● PAGE
★ ★ ★ ★
This backport is the first of two required for the pr111935 testcase,
already backported to gcc-13, to pass on riscv64-elf and riscv32-elf.
The V_VLS mode iterator, used in the original patch, is not available in
gcc-13, and I thought that would be too much to backport (and maybe so
are these two patches, WDYT?), so I changed it to V, to match the
preexisting gcc-13 pattern. Regstrapped on x86_64-linux-gnu, along with
other backports, and tested manually on riscv64-elf. Ok to install?
From: Lehua Ding <lehua.d...@rivai.ai>
Hi,
This patch revert the convert from vmv.s.x to vmv.v.i and add new pattern
optimize the special case when the scalar operand is zero.
Currently, the broadcast pattern where the scalar operand is a imm
will be converted to vmv.v.i from vmv.s.x and the mask operand will be
converted from 00..01 to 11..11. There are some advantages and
disadvantages before and after the conversion after discussing
with Juzhe offline and we chose not to do this transform.
★ ★ ★ ★
● PROVIDED INFORMATION
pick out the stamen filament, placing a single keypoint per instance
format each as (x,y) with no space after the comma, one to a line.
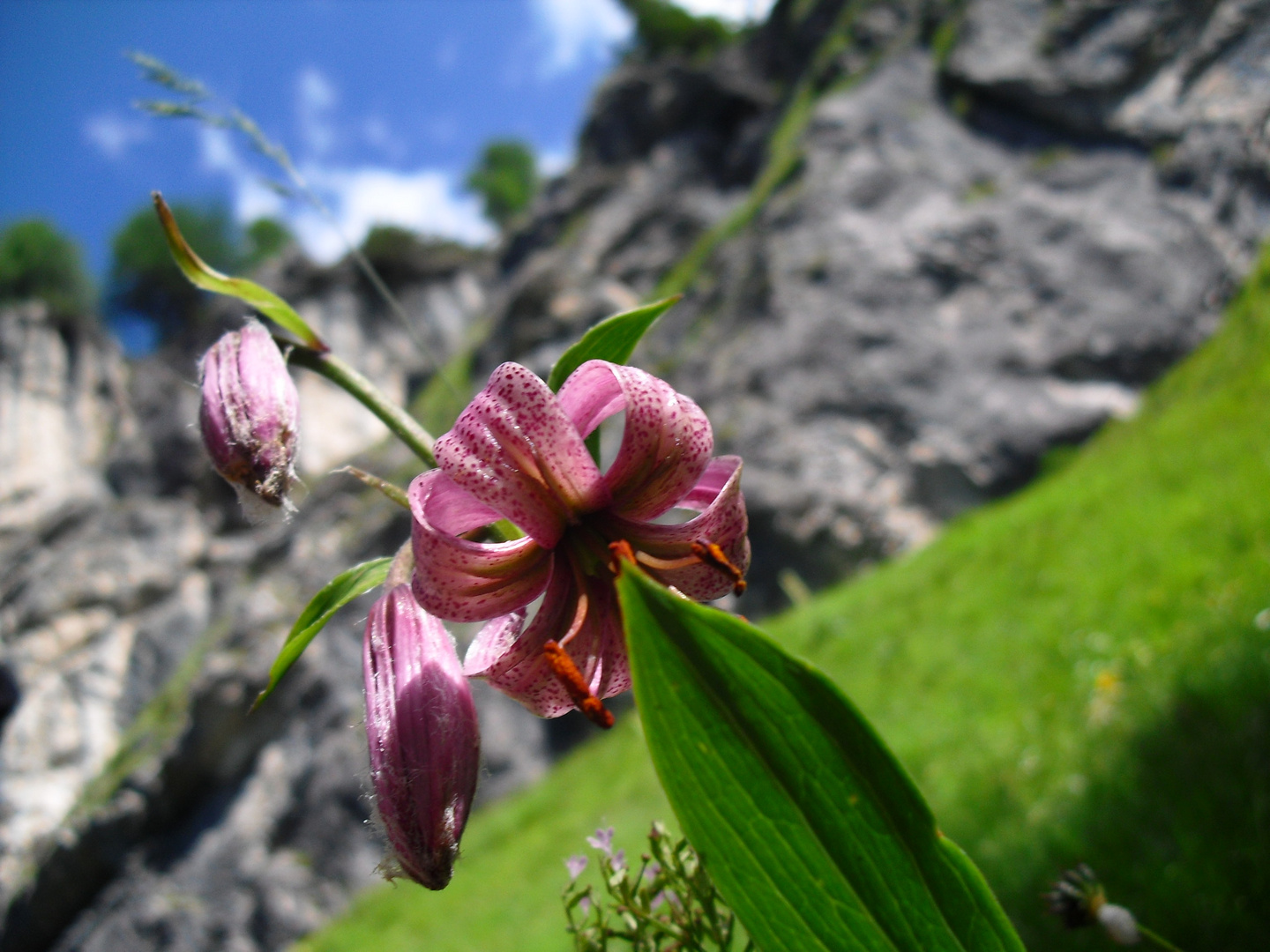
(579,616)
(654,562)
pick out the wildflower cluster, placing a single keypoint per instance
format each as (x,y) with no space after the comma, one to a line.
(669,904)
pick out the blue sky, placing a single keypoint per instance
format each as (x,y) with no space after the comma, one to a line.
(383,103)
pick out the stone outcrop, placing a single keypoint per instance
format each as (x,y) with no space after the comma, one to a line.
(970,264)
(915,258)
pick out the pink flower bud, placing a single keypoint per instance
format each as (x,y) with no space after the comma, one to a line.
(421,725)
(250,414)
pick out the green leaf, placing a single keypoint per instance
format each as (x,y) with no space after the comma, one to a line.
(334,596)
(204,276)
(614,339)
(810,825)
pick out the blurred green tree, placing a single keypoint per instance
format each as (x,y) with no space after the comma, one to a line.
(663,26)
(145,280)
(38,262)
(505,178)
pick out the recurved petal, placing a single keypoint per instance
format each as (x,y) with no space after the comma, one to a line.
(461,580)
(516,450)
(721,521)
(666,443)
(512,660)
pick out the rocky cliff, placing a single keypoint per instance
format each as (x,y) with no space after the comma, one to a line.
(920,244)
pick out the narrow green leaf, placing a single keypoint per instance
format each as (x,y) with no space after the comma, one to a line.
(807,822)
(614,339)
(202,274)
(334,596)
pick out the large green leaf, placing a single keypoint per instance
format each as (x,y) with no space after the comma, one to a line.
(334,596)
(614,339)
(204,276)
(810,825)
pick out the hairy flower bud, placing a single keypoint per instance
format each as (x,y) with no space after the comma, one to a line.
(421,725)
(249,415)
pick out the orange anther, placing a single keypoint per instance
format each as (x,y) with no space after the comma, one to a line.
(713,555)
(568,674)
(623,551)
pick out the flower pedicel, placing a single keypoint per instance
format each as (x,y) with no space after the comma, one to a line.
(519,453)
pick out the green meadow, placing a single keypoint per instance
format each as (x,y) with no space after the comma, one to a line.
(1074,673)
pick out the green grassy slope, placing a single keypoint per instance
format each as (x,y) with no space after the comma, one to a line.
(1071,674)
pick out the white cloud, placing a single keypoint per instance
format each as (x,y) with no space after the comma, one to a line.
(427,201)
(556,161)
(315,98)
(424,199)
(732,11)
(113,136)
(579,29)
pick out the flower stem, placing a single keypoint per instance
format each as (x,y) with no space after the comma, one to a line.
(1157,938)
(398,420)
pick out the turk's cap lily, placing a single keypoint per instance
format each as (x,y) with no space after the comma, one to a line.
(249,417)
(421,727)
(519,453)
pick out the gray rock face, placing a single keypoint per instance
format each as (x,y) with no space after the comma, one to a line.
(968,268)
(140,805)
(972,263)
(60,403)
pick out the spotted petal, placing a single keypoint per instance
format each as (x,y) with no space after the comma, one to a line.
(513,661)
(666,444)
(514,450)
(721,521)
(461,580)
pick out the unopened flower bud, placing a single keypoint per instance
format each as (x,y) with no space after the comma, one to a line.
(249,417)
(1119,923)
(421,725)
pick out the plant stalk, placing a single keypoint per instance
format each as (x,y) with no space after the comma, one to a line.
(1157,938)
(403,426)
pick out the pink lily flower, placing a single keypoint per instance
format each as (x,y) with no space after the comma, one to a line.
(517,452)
★ ★ ★ ★
● WRITTEN TASK A
According to the patch note, which mode iterator from the original patch was replaced with V for gcc-13?
● WRITTEN TASK B
Set down the lines of the listing exactly, from the line containing "pick out the orange" through the end of the listing, both included.

● EXERCISE SOLUTION A
V_VLS

● EXERCISE SOLUTION B
pick out the orange anther, placing a single keypoint per instance
format each as (x,y) with no space after the comma, one to a line.
(713,555)
(568,674)
(623,551)
pick out the flower pedicel, placing a single keypoint per instance
format each as (x,y) with no space after the comma, one to a line.
(519,453)
pick out the green meadow, placing a single keypoint per instance
format each as (x,y) with no space after the comma, one to a line.
(1074,673)
pick out the green grassy slope, placing a single keypoint per instance
format each as (x,y) with no space after the comma, one to a line.
(1071,674)
pick out the white cloud, placing a single keypoint per instance
format each as (x,y) with no space after the comma, one to a line.
(427,201)
(556,161)
(315,98)
(424,199)
(732,11)
(113,136)
(579,29)
pick out the flower stem, placing a single keypoint per instance
format each as (x,y) with no space after the comma, one to a line.
(1157,938)
(398,420)
pick out the turk's cap lily, placing a single keypoint per instance
format each as (x,y) with no space after the comma, one to a line.
(249,417)
(421,727)
(519,453)
pick out the gray rock face, placing a single keypoint per instance
format each as (x,y) with no space after the comma, one to a line.
(968,268)
(140,805)
(972,263)
(60,403)
pick out the spotted petal, placing a single keypoint per instance
format each as (x,y) with no space after the comma, one to a line.
(513,661)
(666,444)
(514,450)
(721,521)
(461,580)
pick out the unopened flower bud, placing a single keypoint per instance
format each as (x,y) with no space after the comma, one to a line.
(249,417)
(1119,923)
(421,725)
pick out the plant stalk, placing a single keypoint per instance
format each as (x,y) with no space after the comma, one to a line.
(1157,938)
(403,426)
pick out the pink lily flower, placing a single keypoint per instance
format each as (x,y) with no space after the comma, one to a line.
(517,452)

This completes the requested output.